_What the task asks_
Without changing a word, repeat the data, and include no pictures.

== Exercise materials

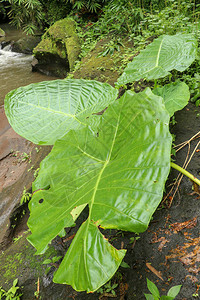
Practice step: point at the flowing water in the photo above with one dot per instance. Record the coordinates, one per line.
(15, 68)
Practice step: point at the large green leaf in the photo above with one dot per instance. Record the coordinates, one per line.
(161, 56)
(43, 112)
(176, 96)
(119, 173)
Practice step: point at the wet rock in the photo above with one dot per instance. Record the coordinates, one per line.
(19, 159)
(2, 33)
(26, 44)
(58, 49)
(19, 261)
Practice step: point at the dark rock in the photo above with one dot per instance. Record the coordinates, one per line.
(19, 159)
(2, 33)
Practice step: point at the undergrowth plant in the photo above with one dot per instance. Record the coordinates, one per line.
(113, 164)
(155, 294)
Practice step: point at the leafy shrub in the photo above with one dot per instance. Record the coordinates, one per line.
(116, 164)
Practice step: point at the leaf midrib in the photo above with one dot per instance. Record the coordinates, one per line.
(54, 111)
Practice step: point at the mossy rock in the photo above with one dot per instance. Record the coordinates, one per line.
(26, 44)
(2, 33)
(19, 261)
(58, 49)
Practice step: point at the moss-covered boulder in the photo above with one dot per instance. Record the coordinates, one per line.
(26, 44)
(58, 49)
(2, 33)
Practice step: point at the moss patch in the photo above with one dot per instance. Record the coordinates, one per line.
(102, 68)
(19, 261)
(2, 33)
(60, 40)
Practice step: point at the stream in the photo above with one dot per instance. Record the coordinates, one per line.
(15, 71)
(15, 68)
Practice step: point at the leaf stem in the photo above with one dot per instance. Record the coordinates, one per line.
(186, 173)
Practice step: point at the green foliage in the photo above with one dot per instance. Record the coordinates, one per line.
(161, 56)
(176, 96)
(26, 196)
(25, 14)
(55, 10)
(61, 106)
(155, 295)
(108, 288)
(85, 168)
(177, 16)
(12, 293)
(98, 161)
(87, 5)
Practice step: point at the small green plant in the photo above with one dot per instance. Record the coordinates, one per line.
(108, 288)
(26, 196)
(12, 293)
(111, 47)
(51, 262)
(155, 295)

====

_Answer to the exercise_
Practice step: point at the flowing water in the photo above with one dot per instance. Record the coordinates, one per line.
(15, 68)
Practice step: point at the large green leaf in the photo above with one dot per instance. Record the coordinates, one per line.
(161, 56)
(43, 112)
(176, 96)
(119, 173)
Practice step: point at the wet rock in the photo above with one dot per instance. Record the coordinates, one per line.
(19, 159)
(2, 33)
(26, 44)
(58, 49)
(19, 261)
Practice step: point at the dark rock in the photo above with one dot per instance. Record the coordinates, one per line.
(19, 159)
(2, 33)
Practice step: point at the undergrowth plant in the photo above with one dot per instance. Record the coordinates, one per line.
(113, 164)
(155, 294)
Practice step: point at the leafy shrub in the photo above with one dot per instance. Record the coordinates, one per line.
(116, 164)
Practice step: point at the leaf midrib in the photo above with one dot per instance. Record the coordinates, one per line.
(54, 111)
Practice step: point at the mossy rock in the photo above with one dot per instance. Record the coordinates, one per line.
(26, 44)
(2, 33)
(19, 261)
(58, 49)
Practice step: point at the moss-covered boulder in the photo above with one dot per instance. Record the coordinates, one per line.
(26, 44)
(58, 49)
(2, 33)
Practice step: point at the moss patch in the photo above with one dot per instance. Record the coordinates, one per line.
(102, 68)
(19, 261)
(2, 33)
(60, 40)
Practice step: point at the stream in the photo above with one dot per instance. Record the coordinates, one per line.
(15, 71)
(15, 68)
Practice step: point at the leaf stem in the photo above with one dot per instance. Record the coordinates, one per line.
(186, 173)
Practice step: point at the green foliage in the photo above with one dot per instance. Record the coordinates, one per line.
(161, 56)
(176, 96)
(26, 196)
(25, 14)
(55, 10)
(61, 106)
(155, 295)
(108, 288)
(85, 168)
(177, 16)
(12, 293)
(98, 161)
(87, 5)
Practice step: point at the small green plant in the photo above with one dot per instance. Record the coordinates, one per line.
(108, 288)
(26, 196)
(12, 293)
(111, 47)
(51, 262)
(155, 295)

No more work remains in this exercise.